- Exercise requirements: Pick out each line in the data below that contains the string "Query" and copy those lines in full.

** Begin **

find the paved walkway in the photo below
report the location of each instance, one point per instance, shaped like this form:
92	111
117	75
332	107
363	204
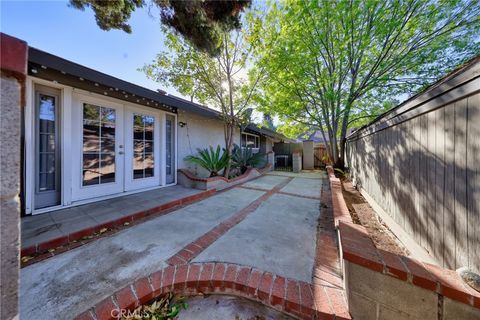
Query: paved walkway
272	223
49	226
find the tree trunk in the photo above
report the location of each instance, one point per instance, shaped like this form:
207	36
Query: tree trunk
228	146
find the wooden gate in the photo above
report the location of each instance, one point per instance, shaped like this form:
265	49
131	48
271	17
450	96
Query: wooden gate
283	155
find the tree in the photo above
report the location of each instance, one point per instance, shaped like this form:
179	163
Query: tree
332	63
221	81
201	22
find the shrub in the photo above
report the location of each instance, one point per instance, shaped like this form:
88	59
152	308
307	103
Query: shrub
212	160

** End **
** Begin **

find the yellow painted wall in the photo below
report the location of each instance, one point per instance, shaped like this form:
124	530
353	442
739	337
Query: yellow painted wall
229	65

** End **
** Begin **

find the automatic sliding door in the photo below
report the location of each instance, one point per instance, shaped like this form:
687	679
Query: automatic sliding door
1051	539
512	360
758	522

** End **

- Solution for this task:
Query: paved walkway
Query: tree trunk
Query: wooden gate
Query: tree
Query: shrub
Query: yellow painted wall
Query: automatic sliding door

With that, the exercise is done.